═══ Recorded information
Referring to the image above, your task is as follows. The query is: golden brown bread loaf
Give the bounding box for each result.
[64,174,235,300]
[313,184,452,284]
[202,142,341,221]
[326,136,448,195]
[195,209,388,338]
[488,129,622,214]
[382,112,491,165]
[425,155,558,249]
══════
═══ Recorded information
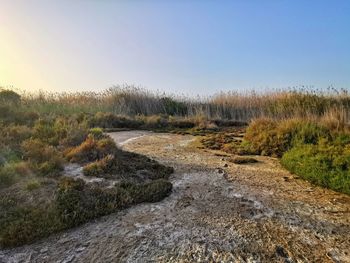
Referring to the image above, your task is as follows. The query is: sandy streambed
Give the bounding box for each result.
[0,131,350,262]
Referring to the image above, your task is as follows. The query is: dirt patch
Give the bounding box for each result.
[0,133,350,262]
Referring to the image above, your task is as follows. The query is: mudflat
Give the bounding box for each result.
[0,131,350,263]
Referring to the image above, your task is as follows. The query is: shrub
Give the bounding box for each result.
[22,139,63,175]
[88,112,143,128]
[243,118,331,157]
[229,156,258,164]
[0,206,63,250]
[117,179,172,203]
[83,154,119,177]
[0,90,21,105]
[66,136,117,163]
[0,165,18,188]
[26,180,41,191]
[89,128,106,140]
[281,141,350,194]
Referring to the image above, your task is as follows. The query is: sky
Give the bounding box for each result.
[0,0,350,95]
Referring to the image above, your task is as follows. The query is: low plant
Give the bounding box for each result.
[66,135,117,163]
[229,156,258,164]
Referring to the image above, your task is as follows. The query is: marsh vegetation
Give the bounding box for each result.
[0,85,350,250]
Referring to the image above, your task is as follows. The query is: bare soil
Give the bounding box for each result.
══════
→ **Task description**: Rewrite the lines of the listing as a Markdown table with the columns No. and Text, starting at the line containing "is: dirt patch" and ending at the line containing "[0,131,350,263]", both included. Leave out blank lines.

→ **Answer to the exercise**:
| No. | Text |
|---|---|
| 1 | Referring to the image above, your task is as follows. The query is: dirt patch |
| 2 | Give the bounding box for each result. |
| 3 | [0,133,350,262] |
| 4 | Referring to the image above, your task is as follows. The query is: mudflat |
| 5 | Give the bounding box for each result. |
| 6 | [0,131,350,263] |